TASK DESCRIPTION: Please show each line of the listing below that contains the word "noun". Case counts, so match capitals and lowercase letters.

====== DATA LISTING ======

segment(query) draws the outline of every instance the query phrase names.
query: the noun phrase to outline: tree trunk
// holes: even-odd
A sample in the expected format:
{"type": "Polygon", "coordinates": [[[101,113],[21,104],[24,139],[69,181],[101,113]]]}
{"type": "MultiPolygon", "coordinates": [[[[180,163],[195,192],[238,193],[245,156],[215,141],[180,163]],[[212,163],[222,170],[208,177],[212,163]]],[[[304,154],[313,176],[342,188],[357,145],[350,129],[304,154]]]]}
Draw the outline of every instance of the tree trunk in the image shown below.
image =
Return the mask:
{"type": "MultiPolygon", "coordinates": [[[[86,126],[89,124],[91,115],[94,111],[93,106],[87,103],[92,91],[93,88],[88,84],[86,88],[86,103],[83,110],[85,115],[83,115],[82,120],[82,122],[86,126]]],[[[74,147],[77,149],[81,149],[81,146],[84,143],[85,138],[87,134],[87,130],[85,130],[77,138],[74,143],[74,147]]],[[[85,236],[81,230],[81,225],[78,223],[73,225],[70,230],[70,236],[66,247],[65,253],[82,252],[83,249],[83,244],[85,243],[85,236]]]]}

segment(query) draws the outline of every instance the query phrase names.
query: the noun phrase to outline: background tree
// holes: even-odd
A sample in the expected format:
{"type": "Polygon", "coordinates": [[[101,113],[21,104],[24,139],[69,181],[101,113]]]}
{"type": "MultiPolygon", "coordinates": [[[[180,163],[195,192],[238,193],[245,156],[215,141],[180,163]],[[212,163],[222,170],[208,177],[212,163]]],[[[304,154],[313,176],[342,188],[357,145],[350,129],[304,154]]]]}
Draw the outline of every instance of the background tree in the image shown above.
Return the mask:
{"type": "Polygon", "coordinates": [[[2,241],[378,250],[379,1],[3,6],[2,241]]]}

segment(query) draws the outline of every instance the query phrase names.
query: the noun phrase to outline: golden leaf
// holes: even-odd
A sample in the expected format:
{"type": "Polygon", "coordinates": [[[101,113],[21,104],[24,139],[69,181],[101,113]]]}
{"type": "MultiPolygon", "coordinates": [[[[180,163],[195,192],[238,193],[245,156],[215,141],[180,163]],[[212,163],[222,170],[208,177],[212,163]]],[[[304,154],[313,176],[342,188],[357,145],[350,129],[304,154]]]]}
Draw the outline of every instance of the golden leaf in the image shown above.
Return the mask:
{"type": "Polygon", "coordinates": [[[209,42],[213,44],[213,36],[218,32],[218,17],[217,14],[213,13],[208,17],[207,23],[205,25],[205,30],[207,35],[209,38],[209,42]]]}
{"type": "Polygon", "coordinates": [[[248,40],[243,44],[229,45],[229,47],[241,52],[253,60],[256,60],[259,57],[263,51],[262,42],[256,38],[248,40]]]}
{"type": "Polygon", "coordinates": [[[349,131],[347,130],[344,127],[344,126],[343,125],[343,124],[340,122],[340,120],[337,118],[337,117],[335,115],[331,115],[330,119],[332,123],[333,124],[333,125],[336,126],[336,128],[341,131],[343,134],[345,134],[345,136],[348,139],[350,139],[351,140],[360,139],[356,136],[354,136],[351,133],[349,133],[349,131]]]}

======

EXERCISE RESULT:
query: the noun phrase to outline: tree trunk
query: the noun phrase to outline: background tree
query: the noun phrase to outline: golden leaf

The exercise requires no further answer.